### To be done
Give only the number of lines in the listing below that contain the string "swimming". Matches must have the same uppercase and lowercase letters.

Data taken from a collection

+++++

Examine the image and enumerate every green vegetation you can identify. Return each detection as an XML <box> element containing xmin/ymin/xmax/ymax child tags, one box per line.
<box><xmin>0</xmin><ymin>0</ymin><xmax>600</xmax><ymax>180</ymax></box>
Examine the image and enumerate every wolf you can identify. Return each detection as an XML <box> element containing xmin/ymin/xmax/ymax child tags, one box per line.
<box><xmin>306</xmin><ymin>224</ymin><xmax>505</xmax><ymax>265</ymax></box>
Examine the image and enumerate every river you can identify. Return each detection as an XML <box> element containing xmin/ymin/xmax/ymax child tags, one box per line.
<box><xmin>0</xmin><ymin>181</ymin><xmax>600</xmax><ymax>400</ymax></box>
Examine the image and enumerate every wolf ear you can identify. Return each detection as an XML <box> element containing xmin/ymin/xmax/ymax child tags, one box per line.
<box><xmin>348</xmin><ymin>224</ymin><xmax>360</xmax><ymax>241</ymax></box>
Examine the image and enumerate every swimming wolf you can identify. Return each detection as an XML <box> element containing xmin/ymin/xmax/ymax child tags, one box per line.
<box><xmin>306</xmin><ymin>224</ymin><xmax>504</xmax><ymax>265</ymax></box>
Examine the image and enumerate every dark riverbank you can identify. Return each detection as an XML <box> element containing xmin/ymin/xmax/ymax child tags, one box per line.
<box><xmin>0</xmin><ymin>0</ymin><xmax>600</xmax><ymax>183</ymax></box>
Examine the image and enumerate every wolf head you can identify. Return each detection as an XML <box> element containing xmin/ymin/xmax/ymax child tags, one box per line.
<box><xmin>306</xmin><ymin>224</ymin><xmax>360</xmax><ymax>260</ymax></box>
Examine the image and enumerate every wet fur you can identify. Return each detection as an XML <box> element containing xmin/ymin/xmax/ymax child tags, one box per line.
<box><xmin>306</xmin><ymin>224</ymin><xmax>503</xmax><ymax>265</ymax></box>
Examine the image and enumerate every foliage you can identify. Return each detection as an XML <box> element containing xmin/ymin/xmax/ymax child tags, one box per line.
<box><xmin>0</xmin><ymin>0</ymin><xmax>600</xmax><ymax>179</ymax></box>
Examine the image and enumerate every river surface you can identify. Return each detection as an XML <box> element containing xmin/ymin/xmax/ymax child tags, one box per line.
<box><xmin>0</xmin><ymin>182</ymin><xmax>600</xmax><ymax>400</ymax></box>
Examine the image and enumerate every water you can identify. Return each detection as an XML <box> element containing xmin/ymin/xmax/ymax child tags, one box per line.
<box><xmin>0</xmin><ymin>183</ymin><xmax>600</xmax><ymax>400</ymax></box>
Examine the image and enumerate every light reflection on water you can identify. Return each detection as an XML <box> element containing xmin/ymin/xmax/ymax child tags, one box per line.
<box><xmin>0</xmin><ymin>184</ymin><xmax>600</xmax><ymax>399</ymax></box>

+++++

### Exercise result
1